§ Requirement 1:
Answer these questions from the blog post:
(a) Where is this post in its series?
(b) Which organization are readers asked to support?
(c) What 1960s effort is the predicted energy project likened to?
§ Requirement 2:
Output the part of the blog post starting with "My first prediction" and going on through "Chavez in Venezuela.", copied exactly.
§ Requirement 3:
Summarize the blog post in two sentences.

§ Excerpted text:
* * *

This is the eleventh in a series of posts on presentations given at Beyond Belief 3: Candles in the Dark"
You can find a list of all Atheist Ethicist blog postings covering Beyond Belief 3 at the Introduction post
And I would like to encourage you to give a contribution to the Science Network, who makes these presentations available for free.
My first prediction of 2009. President Elect Barak ObamJonata is going to announce a project, similar to the Apollo project of the 1960s, to dramatically alter the energy landscape in America and the world. It will be a multi-hundred-billion dollar project to switch the country from fossil fuels to other forms of energy – solar, wind, ethanol.
The purpose of this project will be:
(1) To free the United States from dependence on foreign oil – most of which we get from hostile countries. It will be Obama’s way of dealing with a number of foreign threats, from Muslim extremists to Chavez in Venezuela.

* * *

§ Provided material:
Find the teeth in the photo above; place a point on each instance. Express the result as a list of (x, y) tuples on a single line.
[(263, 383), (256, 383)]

* * *

§ Expected output 1:
(a) It is the eleventh post.
(b) The Science Network.
(c) The Apollo project.

§ Expected output 2:
My first prediction of 2009. President Elect Barak ObamJonata is going to announce a project, similar to the Apollo project of the 1960s, to dramatically alter the energy landscape in America and the world. It will be a multi-hundred-billion dollar project to switch the country from fossil fuels to other forms of energy – solar, wind, ethanol.
The purpose of this project will be:
(1) To free the United States from dependence on foreign oil – most of which we get from hostile countries. It will be Obama’s way of dealing with a number of foreign threats, from Muslim extremists to Chavez in Venezuela.

§ Expected output 3:
The post is the eleventh in a series on presentations given at Beyond Belief 3, and it encourages readers to contribute to the Science Network, which makes those presentations available for free. It predicts that the President Elect will announce a multi-hundred-billion dollar project, similar to the Apollo project, to switch the country from fossil fuels to solar, wind, and ethanol, in part to free the United States from dependence on foreign oil.